Exercise directions> How many lines of the material below contain the word "sheet"? Give only the number.

Exercise data>
=====

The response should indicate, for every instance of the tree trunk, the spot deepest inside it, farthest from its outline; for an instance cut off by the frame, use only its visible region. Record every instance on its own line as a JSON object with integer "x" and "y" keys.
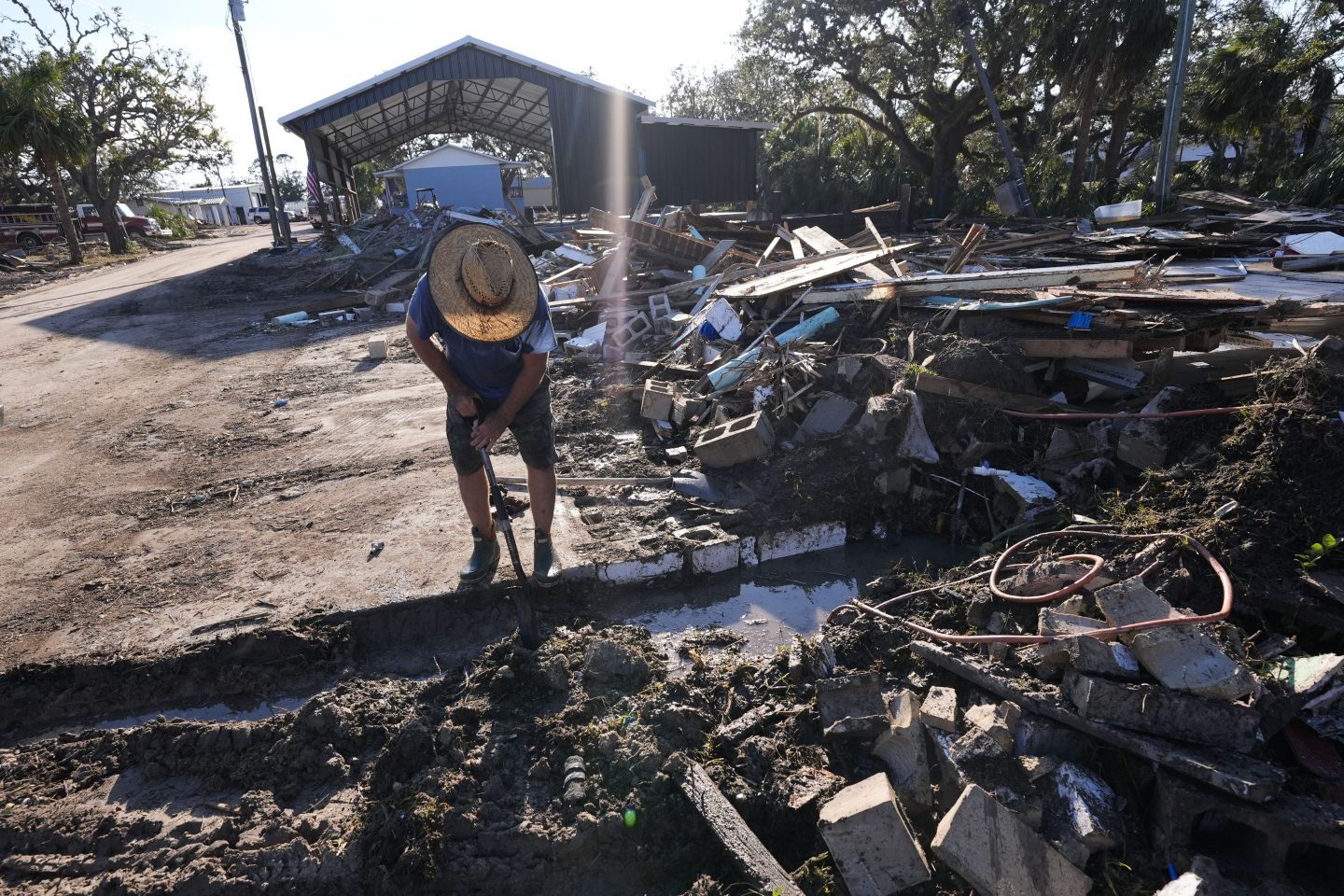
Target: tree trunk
{"x": 67, "y": 223}
{"x": 1082, "y": 138}
{"x": 943, "y": 176}
{"x": 106, "y": 207}
{"x": 1115, "y": 144}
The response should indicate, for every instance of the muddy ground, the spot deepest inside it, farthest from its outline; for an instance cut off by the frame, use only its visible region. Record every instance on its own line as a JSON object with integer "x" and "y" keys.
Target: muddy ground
{"x": 175, "y": 532}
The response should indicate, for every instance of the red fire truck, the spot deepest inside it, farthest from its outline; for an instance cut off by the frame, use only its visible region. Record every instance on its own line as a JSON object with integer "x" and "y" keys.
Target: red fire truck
{"x": 30, "y": 225}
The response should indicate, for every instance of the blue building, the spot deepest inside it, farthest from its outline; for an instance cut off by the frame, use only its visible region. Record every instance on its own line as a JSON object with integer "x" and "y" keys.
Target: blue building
{"x": 457, "y": 176}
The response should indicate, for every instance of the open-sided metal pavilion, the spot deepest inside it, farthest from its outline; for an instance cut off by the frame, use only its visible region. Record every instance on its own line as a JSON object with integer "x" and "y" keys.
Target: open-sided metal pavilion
{"x": 599, "y": 138}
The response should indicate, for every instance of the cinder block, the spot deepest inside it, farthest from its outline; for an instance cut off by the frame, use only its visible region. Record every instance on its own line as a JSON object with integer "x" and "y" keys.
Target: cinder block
{"x": 657, "y": 399}
{"x": 852, "y": 706}
{"x": 1081, "y": 812}
{"x": 819, "y": 536}
{"x": 745, "y": 438}
{"x": 1262, "y": 838}
{"x": 998, "y": 853}
{"x": 1159, "y": 711}
{"x": 870, "y": 840}
{"x": 902, "y": 749}
{"x": 1183, "y": 657}
{"x": 940, "y": 709}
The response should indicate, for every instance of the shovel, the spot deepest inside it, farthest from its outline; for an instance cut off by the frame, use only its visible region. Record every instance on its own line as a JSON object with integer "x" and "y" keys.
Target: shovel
{"x": 528, "y": 632}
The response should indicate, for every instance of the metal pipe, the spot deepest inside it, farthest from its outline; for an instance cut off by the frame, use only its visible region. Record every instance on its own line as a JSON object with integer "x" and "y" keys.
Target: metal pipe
{"x": 235, "y": 12}
{"x": 962, "y": 16}
{"x": 1170, "y": 119}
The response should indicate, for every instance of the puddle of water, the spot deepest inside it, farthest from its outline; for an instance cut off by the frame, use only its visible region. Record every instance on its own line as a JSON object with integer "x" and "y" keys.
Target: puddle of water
{"x": 769, "y": 603}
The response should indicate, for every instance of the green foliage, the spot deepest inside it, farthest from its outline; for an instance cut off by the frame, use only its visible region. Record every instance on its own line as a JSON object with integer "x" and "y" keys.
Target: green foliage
{"x": 177, "y": 225}
{"x": 1317, "y": 551}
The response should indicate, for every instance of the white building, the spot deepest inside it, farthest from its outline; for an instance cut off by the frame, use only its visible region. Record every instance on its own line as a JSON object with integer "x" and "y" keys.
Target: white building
{"x": 238, "y": 198}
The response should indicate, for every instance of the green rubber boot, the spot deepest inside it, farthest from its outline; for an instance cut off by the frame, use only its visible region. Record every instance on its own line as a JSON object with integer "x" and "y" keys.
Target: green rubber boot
{"x": 546, "y": 567}
{"x": 485, "y": 558}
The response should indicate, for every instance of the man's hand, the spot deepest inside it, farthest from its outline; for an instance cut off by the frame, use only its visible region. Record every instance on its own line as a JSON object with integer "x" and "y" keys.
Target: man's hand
{"x": 465, "y": 403}
{"x": 487, "y": 431}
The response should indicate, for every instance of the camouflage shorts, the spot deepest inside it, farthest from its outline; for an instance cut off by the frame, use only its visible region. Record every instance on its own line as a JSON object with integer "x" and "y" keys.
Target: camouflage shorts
{"x": 532, "y": 428}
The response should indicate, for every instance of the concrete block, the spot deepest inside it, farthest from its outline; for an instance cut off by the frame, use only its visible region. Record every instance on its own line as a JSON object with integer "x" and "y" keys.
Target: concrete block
{"x": 1144, "y": 442}
{"x": 999, "y": 721}
{"x": 1159, "y": 711}
{"x": 745, "y": 438}
{"x": 999, "y": 855}
{"x": 1054, "y": 623}
{"x": 656, "y": 402}
{"x": 632, "y": 329}
{"x": 686, "y": 409}
{"x": 852, "y": 706}
{"x": 1081, "y": 812}
{"x": 1092, "y": 657}
{"x": 902, "y": 749}
{"x": 828, "y": 416}
{"x": 1183, "y": 657}
{"x": 791, "y": 543}
{"x": 715, "y": 556}
{"x": 660, "y": 306}
{"x": 1274, "y": 838}
{"x": 870, "y": 840}
{"x": 940, "y": 709}
{"x": 631, "y": 571}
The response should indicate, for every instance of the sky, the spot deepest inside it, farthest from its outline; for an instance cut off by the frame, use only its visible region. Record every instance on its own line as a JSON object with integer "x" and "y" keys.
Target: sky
{"x": 301, "y": 51}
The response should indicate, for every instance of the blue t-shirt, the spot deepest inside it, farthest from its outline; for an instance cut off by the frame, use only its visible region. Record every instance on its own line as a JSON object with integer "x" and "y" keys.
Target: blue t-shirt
{"x": 487, "y": 367}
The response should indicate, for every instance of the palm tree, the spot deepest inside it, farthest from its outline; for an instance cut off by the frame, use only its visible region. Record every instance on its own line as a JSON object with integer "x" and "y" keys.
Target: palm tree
{"x": 35, "y": 119}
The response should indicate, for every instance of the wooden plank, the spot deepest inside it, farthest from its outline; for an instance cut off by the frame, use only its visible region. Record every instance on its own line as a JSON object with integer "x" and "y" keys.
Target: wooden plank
{"x": 1233, "y": 773}
{"x": 718, "y": 254}
{"x": 1022, "y": 278}
{"x": 824, "y": 242}
{"x": 931, "y": 385}
{"x": 803, "y": 274}
{"x": 1074, "y": 347}
{"x": 687, "y": 248}
{"x": 746, "y": 849}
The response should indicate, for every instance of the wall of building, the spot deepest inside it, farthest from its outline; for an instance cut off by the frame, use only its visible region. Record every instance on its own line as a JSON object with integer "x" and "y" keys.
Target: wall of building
{"x": 464, "y": 186}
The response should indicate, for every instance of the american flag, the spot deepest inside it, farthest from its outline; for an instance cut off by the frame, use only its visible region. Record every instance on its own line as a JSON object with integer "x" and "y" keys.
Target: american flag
{"x": 315, "y": 191}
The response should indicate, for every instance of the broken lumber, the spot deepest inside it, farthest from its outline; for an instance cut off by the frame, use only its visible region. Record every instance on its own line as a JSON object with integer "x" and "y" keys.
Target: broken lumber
{"x": 746, "y": 849}
{"x": 1240, "y": 776}
{"x": 687, "y": 248}
{"x": 803, "y": 274}
{"x": 824, "y": 242}
{"x": 945, "y": 385}
{"x": 1023, "y": 278}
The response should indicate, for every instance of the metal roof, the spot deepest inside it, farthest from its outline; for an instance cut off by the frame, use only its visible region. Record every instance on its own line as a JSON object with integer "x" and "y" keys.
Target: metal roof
{"x": 469, "y": 86}
{"x": 705, "y": 122}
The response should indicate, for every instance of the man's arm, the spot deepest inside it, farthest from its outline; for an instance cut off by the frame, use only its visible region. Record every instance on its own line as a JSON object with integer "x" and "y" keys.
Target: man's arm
{"x": 457, "y": 391}
{"x": 494, "y": 426}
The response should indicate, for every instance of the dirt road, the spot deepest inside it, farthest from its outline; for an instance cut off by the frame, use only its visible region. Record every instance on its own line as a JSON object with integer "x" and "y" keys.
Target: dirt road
{"x": 155, "y": 495}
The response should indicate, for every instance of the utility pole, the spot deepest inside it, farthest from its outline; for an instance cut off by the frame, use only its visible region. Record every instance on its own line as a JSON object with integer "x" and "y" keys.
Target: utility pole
{"x": 1017, "y": 183}
{"x": 1169, "y": 152}
{"x": 235, "y": 11}
{"x": 271, "y": 162}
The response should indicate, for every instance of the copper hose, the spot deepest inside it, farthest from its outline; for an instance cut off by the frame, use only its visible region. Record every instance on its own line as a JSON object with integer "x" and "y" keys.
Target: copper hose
{"x": 1139, "y": 415}
{"x": 1225, "y": 581}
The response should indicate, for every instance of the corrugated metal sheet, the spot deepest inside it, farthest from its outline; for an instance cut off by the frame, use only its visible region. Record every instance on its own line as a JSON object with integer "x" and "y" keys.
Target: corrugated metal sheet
{"x": 592, "y": 133}
{"x": 691, "y": 162}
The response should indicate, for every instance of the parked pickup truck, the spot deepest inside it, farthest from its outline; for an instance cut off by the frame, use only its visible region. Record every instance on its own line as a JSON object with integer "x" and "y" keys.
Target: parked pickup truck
{"x": 30, "y": 225}
{"x": 134, "y": 225}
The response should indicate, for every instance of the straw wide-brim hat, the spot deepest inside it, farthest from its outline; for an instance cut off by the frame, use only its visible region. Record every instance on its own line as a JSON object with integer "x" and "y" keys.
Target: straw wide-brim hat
{"x": 483, "y": 282}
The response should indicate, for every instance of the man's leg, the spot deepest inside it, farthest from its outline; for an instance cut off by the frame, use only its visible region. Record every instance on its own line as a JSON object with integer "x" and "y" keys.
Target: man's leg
{"x": 476, "y": 498}
{"x": 540, "y": 492}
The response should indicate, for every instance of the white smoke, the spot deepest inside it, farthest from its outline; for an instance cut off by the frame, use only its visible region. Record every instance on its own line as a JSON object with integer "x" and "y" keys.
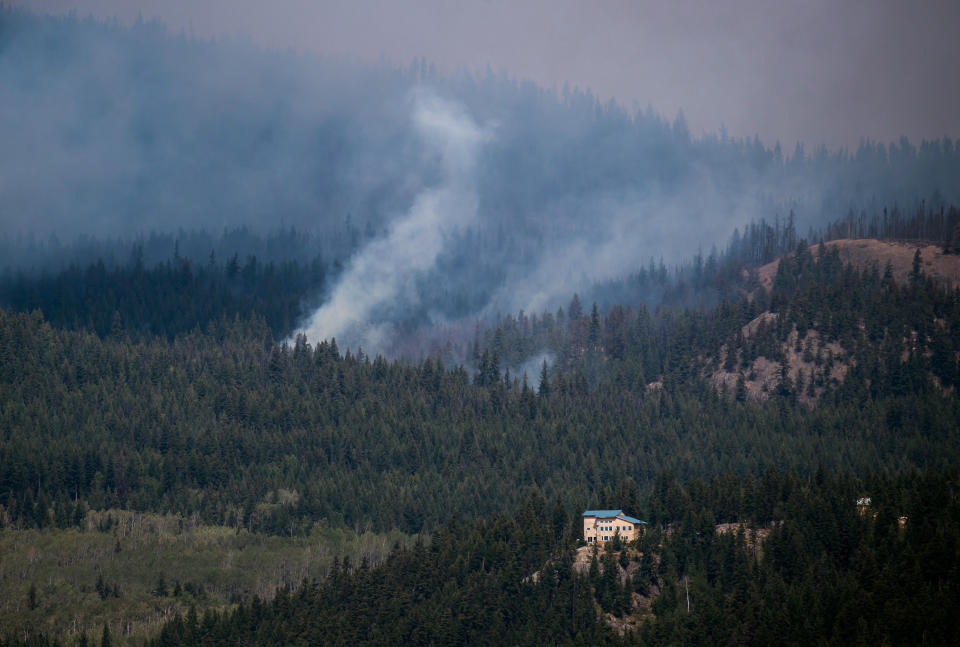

=====

The response> 2